Stored data
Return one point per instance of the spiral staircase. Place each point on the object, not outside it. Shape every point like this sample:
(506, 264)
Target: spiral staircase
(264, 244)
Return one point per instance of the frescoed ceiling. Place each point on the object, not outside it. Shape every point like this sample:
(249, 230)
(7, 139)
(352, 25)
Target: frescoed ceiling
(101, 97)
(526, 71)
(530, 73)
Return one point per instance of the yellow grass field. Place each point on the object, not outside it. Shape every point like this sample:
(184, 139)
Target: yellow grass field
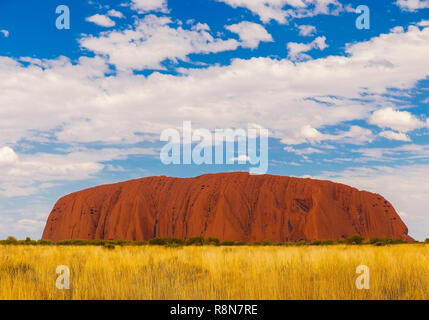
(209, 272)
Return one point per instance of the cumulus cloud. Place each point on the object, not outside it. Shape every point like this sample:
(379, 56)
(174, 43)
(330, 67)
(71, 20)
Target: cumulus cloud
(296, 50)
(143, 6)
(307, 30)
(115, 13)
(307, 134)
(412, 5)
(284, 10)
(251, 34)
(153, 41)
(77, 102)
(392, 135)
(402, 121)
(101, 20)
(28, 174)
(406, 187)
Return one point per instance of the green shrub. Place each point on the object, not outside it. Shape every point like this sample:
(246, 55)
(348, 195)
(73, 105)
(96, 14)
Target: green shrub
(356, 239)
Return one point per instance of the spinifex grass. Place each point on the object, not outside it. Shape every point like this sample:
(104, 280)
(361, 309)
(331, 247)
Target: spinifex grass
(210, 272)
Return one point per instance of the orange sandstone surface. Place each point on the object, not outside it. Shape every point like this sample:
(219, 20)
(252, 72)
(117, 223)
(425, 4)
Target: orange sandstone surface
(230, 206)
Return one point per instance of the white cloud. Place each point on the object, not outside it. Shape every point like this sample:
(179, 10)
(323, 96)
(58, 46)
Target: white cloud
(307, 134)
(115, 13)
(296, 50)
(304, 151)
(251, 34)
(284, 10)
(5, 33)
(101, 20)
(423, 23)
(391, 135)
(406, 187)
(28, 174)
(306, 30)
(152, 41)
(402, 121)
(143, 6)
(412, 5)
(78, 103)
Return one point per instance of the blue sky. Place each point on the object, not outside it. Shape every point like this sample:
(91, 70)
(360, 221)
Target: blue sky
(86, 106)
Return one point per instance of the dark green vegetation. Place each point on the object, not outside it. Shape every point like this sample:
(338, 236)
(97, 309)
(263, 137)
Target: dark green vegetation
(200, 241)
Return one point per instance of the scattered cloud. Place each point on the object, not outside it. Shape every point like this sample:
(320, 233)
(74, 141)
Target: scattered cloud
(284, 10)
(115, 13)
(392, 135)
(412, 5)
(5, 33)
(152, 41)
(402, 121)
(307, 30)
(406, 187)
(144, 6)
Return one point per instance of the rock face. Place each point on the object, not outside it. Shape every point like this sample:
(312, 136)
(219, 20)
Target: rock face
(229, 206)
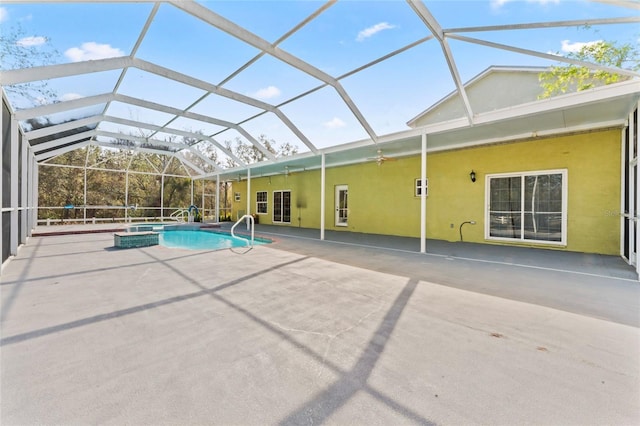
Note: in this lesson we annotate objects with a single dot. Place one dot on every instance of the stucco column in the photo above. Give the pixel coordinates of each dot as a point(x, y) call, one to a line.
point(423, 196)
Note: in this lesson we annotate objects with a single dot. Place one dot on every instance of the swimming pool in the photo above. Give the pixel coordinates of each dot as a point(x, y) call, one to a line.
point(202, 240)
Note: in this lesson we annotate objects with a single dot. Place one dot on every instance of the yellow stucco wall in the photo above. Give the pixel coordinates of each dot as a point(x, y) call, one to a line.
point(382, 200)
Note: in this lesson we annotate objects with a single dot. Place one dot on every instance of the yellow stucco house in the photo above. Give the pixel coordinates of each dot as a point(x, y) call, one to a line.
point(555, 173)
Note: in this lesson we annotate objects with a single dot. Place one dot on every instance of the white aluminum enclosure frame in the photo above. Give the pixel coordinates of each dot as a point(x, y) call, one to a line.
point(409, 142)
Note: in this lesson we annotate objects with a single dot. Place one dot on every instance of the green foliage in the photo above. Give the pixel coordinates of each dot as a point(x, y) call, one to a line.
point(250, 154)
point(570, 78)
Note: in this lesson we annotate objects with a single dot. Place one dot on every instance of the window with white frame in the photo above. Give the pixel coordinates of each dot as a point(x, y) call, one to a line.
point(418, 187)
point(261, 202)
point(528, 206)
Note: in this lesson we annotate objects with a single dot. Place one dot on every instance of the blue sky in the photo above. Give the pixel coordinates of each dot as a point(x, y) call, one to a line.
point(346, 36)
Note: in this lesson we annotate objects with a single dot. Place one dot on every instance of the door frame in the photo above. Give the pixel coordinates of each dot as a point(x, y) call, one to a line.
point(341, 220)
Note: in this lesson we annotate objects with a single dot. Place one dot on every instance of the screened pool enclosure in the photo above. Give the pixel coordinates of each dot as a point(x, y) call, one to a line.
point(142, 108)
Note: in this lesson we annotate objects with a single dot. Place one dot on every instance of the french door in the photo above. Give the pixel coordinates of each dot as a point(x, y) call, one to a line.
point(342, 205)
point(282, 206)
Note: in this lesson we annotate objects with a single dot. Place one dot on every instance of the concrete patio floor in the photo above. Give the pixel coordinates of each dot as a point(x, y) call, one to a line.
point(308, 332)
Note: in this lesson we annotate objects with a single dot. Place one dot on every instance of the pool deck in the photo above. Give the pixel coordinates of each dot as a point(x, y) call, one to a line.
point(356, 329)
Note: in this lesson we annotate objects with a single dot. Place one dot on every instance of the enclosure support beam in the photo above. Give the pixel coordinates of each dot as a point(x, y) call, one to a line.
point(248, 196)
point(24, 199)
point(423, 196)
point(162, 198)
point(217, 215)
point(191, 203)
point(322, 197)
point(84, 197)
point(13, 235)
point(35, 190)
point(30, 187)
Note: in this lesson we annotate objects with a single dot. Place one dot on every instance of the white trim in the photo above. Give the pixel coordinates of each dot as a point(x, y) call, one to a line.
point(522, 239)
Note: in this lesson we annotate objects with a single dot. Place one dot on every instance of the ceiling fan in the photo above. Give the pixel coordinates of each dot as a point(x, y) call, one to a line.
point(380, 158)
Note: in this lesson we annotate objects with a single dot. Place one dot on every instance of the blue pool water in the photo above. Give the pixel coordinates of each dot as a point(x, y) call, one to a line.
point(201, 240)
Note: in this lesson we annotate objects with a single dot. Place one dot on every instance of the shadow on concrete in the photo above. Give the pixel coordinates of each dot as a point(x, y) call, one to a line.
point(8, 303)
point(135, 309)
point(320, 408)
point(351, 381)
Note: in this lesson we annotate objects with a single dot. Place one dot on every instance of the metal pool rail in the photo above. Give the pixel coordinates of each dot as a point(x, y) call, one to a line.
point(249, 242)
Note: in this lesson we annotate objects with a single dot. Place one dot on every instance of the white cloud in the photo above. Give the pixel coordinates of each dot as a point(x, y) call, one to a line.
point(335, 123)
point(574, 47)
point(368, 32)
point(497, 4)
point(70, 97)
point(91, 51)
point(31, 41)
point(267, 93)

**Task**:
If a line in the records contains the word "outside", copy it out.

**Solution to the problem**:
Return one point per instance of the spiral staircase. Place each point on the object, not outside it. Shape every point like this sample:
Return one point per instance of the frescoed ceiling. Place each point on the object, not outside it. Shape every point like this sample:
Return one point per instance of the yellow grass field. Place each point on the object, not outside it. Shape every point like this sample:
Return one point per instance of the cumulus cloud. Place each point on the object, not outside it. Shape every point like this sample:
Return one point per instance of the green shrub. Place each point on the object, not outside it. Shape every point like this sample:
Return one point per instance of the spinifex grass. Place each point on the object, not outside it. Shape every point like this sample:
Return one point per instance of the orange sandstone surface. Place each point on the object, not outside it. Shape every point like this sample:
Return one point per instance of the white cloud. Place each point on the object, not outside it. Shape every point like this sample:
Return one point per instance of the blue sky. Place each point on the object, not outside it. Shape every point like this sample:
Return one point per instance of the dark green vegetation. Place each point on the object, not outside it. Shape every point like this sample:
Return one point per instance of the scattered cloud. Place each point on the object, not outside it. Shape every point like this sample:
Return one point per instance of the rock face. Place each point on the object, not outside it. Shape every point like this sample:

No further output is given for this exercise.